§ DIRECTIONS FOR THIS TASK:
Please set out every line of the material below as a numbered list, skipping blank lines and leaving out the pictures.

§ TASK INPUTS:
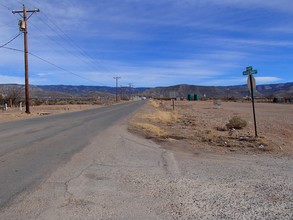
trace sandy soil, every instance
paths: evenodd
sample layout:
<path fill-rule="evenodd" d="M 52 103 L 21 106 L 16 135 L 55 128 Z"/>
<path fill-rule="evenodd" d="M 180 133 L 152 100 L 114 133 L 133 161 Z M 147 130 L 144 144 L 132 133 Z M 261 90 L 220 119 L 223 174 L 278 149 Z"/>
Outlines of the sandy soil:
<path fill-rule="evenodd" d="M 195 153 L 198 150 L 253 154 L 293 153 L 293 105 L 256 103 L 256 138 L 250 102 L 221 102 L 220 106 L 215 106 L 211 101 L 177 101 L 174 112 L 180 115 L 178 120 L 162 123 L 141 117 L 144 114 L 155 114 L 158 110 L 173 111 L 170 101 L 160 101 L 158 104 L 156 107 L 149 104 L 133 121 L 152 123 L 164 129 L 169 134 L 168 137 L 132 130 L 164 146 L 177 148 L 184 143 L 185 150 L 191 149 Z M 240 116 L 248 125 L 240 130 L 225 128 L 233 116 Z"/>
<path fill-rule="evenodd" d="M 8 108 L 7 111 L 0 111 L 0 122 L 1 121 L 12 121 L 18 119 L 27 119 L 40 116 L 46 116 L 51 114 L 60 114 L 71 111 L 81 111 L 86 109 L 98 108 L 99 105 L 40 105 L 31 106 L 30 114 L 25 113 L 25 108 L 19 111 L 18 108 Z"/>
<path fill-rule="evenodd" d="M 292 158 L 174 152 L 127 126 L 99 134 L 0 219 L 293 219 Z"/>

§ RIGHT ANSWER:
1. trace sandy soil, every instance
2. paths: evenodd
3. sample layout:
4. <path fill-rule="evenodd" d="M 52 103 L 21 106 L 16 135 L 55 128 Z"/>
5. <path fill-rule="evenodd" d="M 180 133 L 152 100 L 114 133 L 133 161 Z M 147 130 L 144 144 L 132 133 Z M 261 90 L 220 119 L 223 174 L 278 149 Z"/>
6. Outlines of the sandy soil:
7. <path fill-rule="evenodd" d="M 195 153 L 198 150 L 253 154 L 293 153 L 293 105 L 256 103 L 256 138 L 250 102 L 221 102 L 220 106 L 215 106 L 211 101 L 177 101 L 174 112 L 180 115 L 178 120 L 162 123 L 141 117 L 144 114 L 155 114 L 158 110 L 173 111 L 170 101 L 160 101 L 158 104 L 156 107 L 149 104 L 133 121 L 152 123 L 164 129 L 169 134 L 168 137 L 132 130 L 164 146 L 177 148 L 184 143 L 185 150 L 191 149 Z M 240 116 L 248 125 L 240 130 L 225 128 L 233 116 Z"/>
8. <path fill-rule="evenodd" d="M 8 108 L 7 111 L 0 111 L 0 122 L 1 121 L 12 121 L 18 119 L 27 119 L 40 116 L 46 116 L 51 114 L 60 114 L 71 111 L 81 111 L 86 109 L 98 108 L 99 105 L 40 105 L 31 106 L 30 114 L 25 113 L 25 108 L 19 111 L 18 108 Z"/>
9. <path fill-rule="evenodd" d="M 292 158 L 174 152 L 127 126 L 99 134 L 0 219 L 293 219 Z"/>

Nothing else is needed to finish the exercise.